• _TRAVAIL À EFFECTUER_:
- a) Répondez aux questions suivantes à l'aide du texte à lire, en une ligne chacune :
(i) Dans quelle langue passe l'interprète auquel il faut recourir ?
(ii) Quel âge a Ali, l'Afghan rencontré par Sabrina Kassa ?
(iii) Combien de jours de prison Ali a-t-il faits après son retour forcé à Kaboul ?
- b) Prolongez le reportage sur les exilés du canal Saint-Martin à partir de sa dernière phrase.

• _TEXTE À LIRE_:
· · · · · · ·

Envoyée spéciale permanente dans son quartier. Un reportage à domicile pour cette journaliste indépendante qui a l’habitude de travailler sur les questions d’immigration : « En bas de chez moi, en plein centre de Paris, là où Amélie Poulain aime à gambader le long des écluses, tout est là. Les migrants, les rapports Nord/Sud, les violences sociales, les résistances humaines… Il suffit de prendre le temps d’explorer. »
Les exilés qui n’ont pas de place en foyer dorment dans le jardin, sous les porches, le long du canal Saint-Martin…
Bien sûr, l’aventure est compliquée. La plupart des exilés qui campent la nuit au jardin Villemin ne parlent pas français, et assez mal l’anglais. Il faut passer par un interprète en farsi, la langue majoritaire en Iran, parlée aussi par les Afghans. En général, ils se regroupent par nationalité et/ou par ethnie en fonction de leurs contacts et des réseaux de passeurs. Les Tadjiks et les Pachtounes sous tel pont, les Hazaras à l’abri de tel kiosque à musique… Jour après jour, Sabrina Kassa fait état de ses rencontres, croise les bénévoles des Restos du cœur, monte dans le bus de ramassage, se rend à la soupe de l’Armée du Salut, s’incruste au centre d’hébergement d’urgence le plus proche, entre en contact avec le collectif de soutien aux exilés du 10e arrondissement de Paris.
Les exilés qui n’ont pas de place en foyer dorment dans le jardin, sous les porches, le long du canal Saint-Martin ou sous les ponts. Ils ont honte d’être considérés comme des SDF. L’autre jour, Sabrina Kassa a croisé deux mineurs, l’un de dix ans, l’autre de douze. Elle a rencontré Ali, un Afghan de 19 ans qui est parti seul de chez lui, en 2003. Ali a traversé l’Europe – a passé cinq jours dans le jardin Villemin, une première fois, en 2004 – et s’est installé illégalement en Grande-Bretagne. Quatre ans plus tard, il s’est fait prendre par la police. Retour forcé à Kaboul. Dix-huit jours de prison. Il a décidé de repartir sur les routes et le voilà à nouveau sur les bords du canal.
« Le seul problème, c’est qu’il n’y a pas de travail ici. Je vais essayer plutôt la Norvège. »

· · · · · · ·

• _LIGNES FOURNIES_:

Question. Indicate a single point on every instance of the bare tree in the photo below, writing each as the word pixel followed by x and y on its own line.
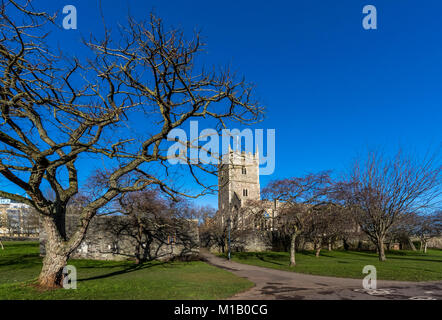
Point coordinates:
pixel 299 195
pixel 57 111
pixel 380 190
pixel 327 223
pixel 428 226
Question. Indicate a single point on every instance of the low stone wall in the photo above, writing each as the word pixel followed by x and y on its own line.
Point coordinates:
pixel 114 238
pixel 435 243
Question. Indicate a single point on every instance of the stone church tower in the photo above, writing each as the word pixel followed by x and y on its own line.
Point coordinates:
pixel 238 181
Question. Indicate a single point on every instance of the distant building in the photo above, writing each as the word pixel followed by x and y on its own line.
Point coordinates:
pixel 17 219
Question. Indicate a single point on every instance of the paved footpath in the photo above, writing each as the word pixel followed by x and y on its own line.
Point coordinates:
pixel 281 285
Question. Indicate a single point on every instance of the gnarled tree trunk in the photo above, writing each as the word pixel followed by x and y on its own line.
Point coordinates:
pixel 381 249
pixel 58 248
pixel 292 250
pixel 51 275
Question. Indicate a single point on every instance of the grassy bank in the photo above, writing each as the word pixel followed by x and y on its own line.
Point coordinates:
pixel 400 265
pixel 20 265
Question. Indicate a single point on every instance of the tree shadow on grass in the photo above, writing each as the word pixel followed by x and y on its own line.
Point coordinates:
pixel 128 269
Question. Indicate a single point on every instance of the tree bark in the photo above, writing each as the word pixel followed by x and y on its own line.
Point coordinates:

· · · · · · ·

• _RÉPONSES PAR CONSIGNE_:
- a)
(i) En farsi.
(ii) 19 ans.
(iii) Dix-huit jours.

- b)
La journaliste fait aussi parler cet autre garçon de 18 ans – aucune femme, en revanche, jardin Villemin – qui se confie un jour, utilisant quelques mots d’anglais : « J’ai déjà dépensé 10 000 euros pour venir jusqu’ici… J’ai travaillé en Espagne, je cueillais des oranges et puis j’ai aussi distribué des tracts dans la rue pour des restaurants (…) Je me suis fait voler mon argent par des jeunes voyous (…) J’en ai eu vraiment marre, j’ai repris la route… Paris, c’est très beau et les gens sont très gentils. Le seul problème, c’est qu’il n’y a pas de travail ici. Je vais essayer plutôt la Norvège ».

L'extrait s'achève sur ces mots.